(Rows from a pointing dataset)
----

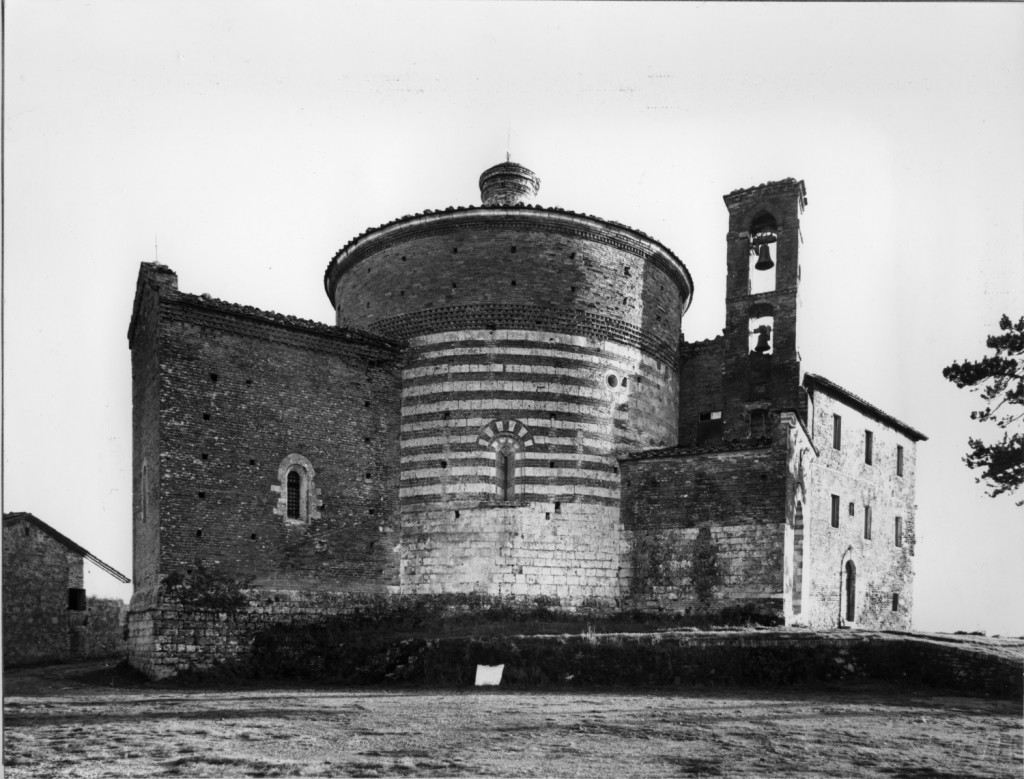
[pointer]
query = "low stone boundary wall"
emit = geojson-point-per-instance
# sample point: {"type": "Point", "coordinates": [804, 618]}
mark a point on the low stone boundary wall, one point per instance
{"type": "Point", "coordinates": [753, 658]}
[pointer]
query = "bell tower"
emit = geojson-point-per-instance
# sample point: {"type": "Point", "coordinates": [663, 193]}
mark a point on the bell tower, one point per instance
{"type": "Point", "coordinates": [761, 365]}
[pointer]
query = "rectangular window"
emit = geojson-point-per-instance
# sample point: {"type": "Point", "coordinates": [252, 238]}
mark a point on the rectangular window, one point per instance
{"type": "Point", "coordinates": [759, 423]}
{"type": "Point", "coordinates": [76, 599]}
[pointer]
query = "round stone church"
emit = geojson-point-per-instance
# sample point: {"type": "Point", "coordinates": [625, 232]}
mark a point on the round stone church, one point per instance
{"type": "Point", "coordinates": [506, 406]}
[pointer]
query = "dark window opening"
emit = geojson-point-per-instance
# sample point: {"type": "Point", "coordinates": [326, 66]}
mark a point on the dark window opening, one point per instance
{"type": "Point", "coordinates": [294, 483]}
{"type": "Point", "coordinates": [76, 599]}
{"type": "Point", "coordinates": [709, 427]}
{"type": "Point", "coordinates": [759, 423]}
{"type": "Point", "coordinates": [506, 475]}
{"type": "Point", "coordinates": [851, 591]}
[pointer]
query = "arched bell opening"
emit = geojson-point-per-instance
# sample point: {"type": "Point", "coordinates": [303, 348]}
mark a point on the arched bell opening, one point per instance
{"type": "Point", "coordinates": [760, 334]}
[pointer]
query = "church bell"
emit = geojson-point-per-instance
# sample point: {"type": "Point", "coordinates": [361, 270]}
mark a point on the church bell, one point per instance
{"type": "Point", "coordinates": [764, 258]}
{"type": "Point", "coordinates": [763, 344]}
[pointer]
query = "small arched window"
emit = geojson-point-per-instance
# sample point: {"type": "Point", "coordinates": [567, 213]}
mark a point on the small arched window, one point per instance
{"type": "Point", "coordinates": [506, 474]}
{"type": "Point", "coordinates": [851, 591]}
{"type": "Point", "coordinates": [298, 498]}
{"type": "Point", "coordinates": [294, 483]}
{"type": "Point", "coordinates": [144, 491]}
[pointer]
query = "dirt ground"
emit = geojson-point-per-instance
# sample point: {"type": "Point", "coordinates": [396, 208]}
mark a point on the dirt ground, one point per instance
{"type": "Point", "coordinates": [88, 721]}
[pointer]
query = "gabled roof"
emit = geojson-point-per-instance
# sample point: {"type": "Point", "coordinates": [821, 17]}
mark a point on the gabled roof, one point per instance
{"type": "Point", "coordinates": [813, 382]}
{"type": "Point", "coordinates": [24, 516]}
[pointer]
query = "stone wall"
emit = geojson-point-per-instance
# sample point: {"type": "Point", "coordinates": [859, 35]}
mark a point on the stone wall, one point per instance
{"type": "Point", "coordinates": [883, 568]}
{"type": "Point", "coordinates": [700, 391]}
{"type": "Point", "coordinates": [242, 398]}
{"type": "Point", "coordinates": [709, 528]}
{"type": "Point", "coordinates": [37, 573]}
{"type": "Point", "coordinates": [107, 634]}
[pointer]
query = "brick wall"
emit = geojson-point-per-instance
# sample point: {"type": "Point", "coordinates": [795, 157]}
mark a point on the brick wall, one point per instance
{"type": "Point", "coordinates": [513, 268]}
{"type": "Point", "coordinates": [37, 573]}
{"type": "Point", "coordinates": [239, 395]}
{"type": "Point", "coordinates": [882, 568]}
{"type": "Point", "coordinates": [552, 396]}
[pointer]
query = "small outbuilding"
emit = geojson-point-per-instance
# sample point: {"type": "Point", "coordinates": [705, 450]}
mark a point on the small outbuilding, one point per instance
{"type": "Point", "coordinates": [46, 615]}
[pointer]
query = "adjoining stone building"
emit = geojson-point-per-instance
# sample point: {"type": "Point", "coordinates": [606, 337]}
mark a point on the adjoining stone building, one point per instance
{"type": "Point", "coordinates": [46, 613]}
{"type": "Point", "coordinates": [506, 405]}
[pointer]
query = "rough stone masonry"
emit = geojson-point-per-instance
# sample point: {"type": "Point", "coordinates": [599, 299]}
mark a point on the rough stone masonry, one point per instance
{"type": "Point", "coordinates": [506, 406]}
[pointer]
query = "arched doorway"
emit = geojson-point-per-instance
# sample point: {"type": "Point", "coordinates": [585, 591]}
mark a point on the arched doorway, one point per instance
{"type": "Point", "coordinates": [850, 589]}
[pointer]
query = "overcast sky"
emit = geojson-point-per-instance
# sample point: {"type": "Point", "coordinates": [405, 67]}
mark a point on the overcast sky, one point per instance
{"type": "Point", "coordinates": [250, 140]}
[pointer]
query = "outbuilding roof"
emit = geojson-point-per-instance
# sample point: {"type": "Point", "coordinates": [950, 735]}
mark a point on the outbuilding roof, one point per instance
{"type": "Point", "coordinates": [814, 382]}
{"type": "Point", "coordinates": [24, 516]}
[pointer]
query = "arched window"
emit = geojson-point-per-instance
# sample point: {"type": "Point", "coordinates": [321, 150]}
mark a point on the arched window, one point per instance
{"type": "Point", "coordinates": [294, 482]}
{"type": "Point", "coordinates": [298, 498]}
{"type": "Point", "coordinates": [510, 440]}
{"type": "Point", "coordinates": [850, 578]}
{"type": "Point", "coordinates": [798, 558]}
{"type": "Point", "coordinates": [144, 491]}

----

Aim =
Report how many lines of the records above contain the word "brick". Give only the number.

The solution =
2